#### Passage:
=-=-=-=-=
Turkish President Recep Tayyip Erdogan said Friday that his country would hold off on a military operation against the U.S.-backed Kurdish forces in northeastern Syria, citing a telephone conversation this past week with U.S. President Donald Trump.

“Our phone call with Mr. Trump, as well as the contacts of our diplomatic and security units, and the statements from the American side have led us to wait a little longer,” Erdogan said during an awards ceremony in Istanbul.

“Of course, this is not an open waiting period,” he said, underlining his country’s intention to carry out an assault in “the coming months” on the Kurdish fighters, known as the People’s Protection Units (YPG), who played a key role in the U.S.-led fight against the Islamic State (IS) in Syria.

Civilians flee

The Turkish military launched an operation against the YPG in January and took over the Kurdish town of Afrin in northwestern Syria. The military last week threatened another incursion against YPG, this time vowing to eliminate the fighters from all of northeastern Syria, where about 2,000 U.S. special forces have operated, helping in the fight against IS and serving as a buffer in Turkish-Kurdish clashes.

The recent Turkish threats have forced many civilians to evacuate their homes on both sides of the border to avoid being targeted.

WATCH: Turkey’s Gaziantep Residents Concerned Amid Border Tensions With Syria

The United States and Turkey have for years been at odds over Syria, where Washington depended on YPG as the main element of local Syrian Democratic Forces to retake large swaths of territory from IS, including the jihadi group’s self-proclaimed capital, Raqqa.

Turkey claims the YPG is the Syrian wing of the Turkey-based separatist Kurdistan Workers’ Party (PKK), which is considered a terrorist organization by Turkey, the U.S. and European Union.

Western allies, however, distinguish between YPG and PKK. 

WATCH: Why Turkey Is Attacking YPG

Erdogan, during a speech Friday at the Turkish Exporters Assembly, said U.S.-Turkish differences over Syria were nearing a solution, particularly after Trump on Wednesday announced plans to withdraw all U.S. troops from Syria.

“These problems, especially during the [former President Barack] Obama era, were left to Trump as a bad legacy, which would have wasted time in a new arrangement. I have personally seen Mr. Trump and think the same in many points on the Syrian issue, and we have shared the same convictions in our last phone call,” he said, adding Ankara welcomed Washington’s “promising” remarks with caution “because of our bad experiences in the past.”

“Mr. Trump asked us, ‘Would you clean IS from there?’ ” Erdogan said, referring to his conversation with Trump on the IS threat in Syria.

” ‘We have cleaned it up before and we can clean it now, as long as you give us the necessary logistical support,’ and then they [U.S. troops] started to withdraw,” Erdogan added. 

 

IS defeat 

 

Trump said he had decided to pull U.S. troops from Syria because IS had been defeated there.
=-=-=-=-=
#### Provided material:
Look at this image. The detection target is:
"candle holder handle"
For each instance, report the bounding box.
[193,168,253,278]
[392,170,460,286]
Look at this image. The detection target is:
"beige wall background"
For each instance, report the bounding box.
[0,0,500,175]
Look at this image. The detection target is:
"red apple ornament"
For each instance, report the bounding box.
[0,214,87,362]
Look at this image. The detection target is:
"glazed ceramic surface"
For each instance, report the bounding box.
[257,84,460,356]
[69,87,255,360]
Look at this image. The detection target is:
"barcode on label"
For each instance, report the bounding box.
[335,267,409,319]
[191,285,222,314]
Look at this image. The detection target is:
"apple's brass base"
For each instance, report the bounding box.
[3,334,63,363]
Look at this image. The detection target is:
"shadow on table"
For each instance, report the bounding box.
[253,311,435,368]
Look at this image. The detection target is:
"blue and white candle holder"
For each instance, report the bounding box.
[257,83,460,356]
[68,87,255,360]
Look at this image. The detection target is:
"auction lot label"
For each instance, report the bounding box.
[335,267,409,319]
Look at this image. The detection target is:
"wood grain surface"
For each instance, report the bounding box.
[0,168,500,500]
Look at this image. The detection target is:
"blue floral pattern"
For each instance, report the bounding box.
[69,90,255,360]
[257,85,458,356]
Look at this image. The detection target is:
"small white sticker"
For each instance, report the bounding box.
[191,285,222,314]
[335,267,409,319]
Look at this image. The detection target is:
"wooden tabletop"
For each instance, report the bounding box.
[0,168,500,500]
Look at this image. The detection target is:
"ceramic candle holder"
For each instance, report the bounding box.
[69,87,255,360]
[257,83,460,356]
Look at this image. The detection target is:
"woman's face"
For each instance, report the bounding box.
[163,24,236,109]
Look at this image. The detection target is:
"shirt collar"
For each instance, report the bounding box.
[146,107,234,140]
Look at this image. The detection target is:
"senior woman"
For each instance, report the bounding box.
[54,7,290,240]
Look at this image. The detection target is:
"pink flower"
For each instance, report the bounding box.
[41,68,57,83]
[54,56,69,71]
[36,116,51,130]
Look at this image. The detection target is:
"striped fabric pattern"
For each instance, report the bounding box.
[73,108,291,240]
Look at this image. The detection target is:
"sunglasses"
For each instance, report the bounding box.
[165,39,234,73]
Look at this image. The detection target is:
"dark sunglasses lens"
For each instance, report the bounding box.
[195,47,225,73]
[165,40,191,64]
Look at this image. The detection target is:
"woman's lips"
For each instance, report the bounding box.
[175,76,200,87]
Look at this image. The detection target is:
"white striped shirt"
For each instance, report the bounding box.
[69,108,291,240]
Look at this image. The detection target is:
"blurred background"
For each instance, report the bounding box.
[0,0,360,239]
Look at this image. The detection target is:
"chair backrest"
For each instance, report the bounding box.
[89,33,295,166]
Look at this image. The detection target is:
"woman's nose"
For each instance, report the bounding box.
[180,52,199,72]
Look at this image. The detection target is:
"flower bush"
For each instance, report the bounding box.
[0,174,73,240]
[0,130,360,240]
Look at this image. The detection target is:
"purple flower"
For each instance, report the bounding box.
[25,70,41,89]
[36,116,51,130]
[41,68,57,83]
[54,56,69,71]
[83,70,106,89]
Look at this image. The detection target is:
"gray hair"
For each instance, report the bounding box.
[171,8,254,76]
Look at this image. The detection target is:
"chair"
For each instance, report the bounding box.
=-=-=-=-=
Copy the Erdogan report from "The Turkish military" up to and including "avoid being targeted.", renaming "incursion" as "offensive". Draw only on the Erdogan report.

#### Result for this task:
The Turkish military launched an operation against the YPG in January and took over the Kurdish town of Afrin in northwestern Syria. The military last week threatened another offensive against YPG, this time vowing to eliminate the fighters from all of northeastern Syria, where about 2,000 U.S. special forces have operated, helping in the fight against IS and serving as a buffer in Turkish-Kurdish clashes.

The recent Turkish threats have forced many civilians to evacuate their homes on both sides of the border to avoid being targeted.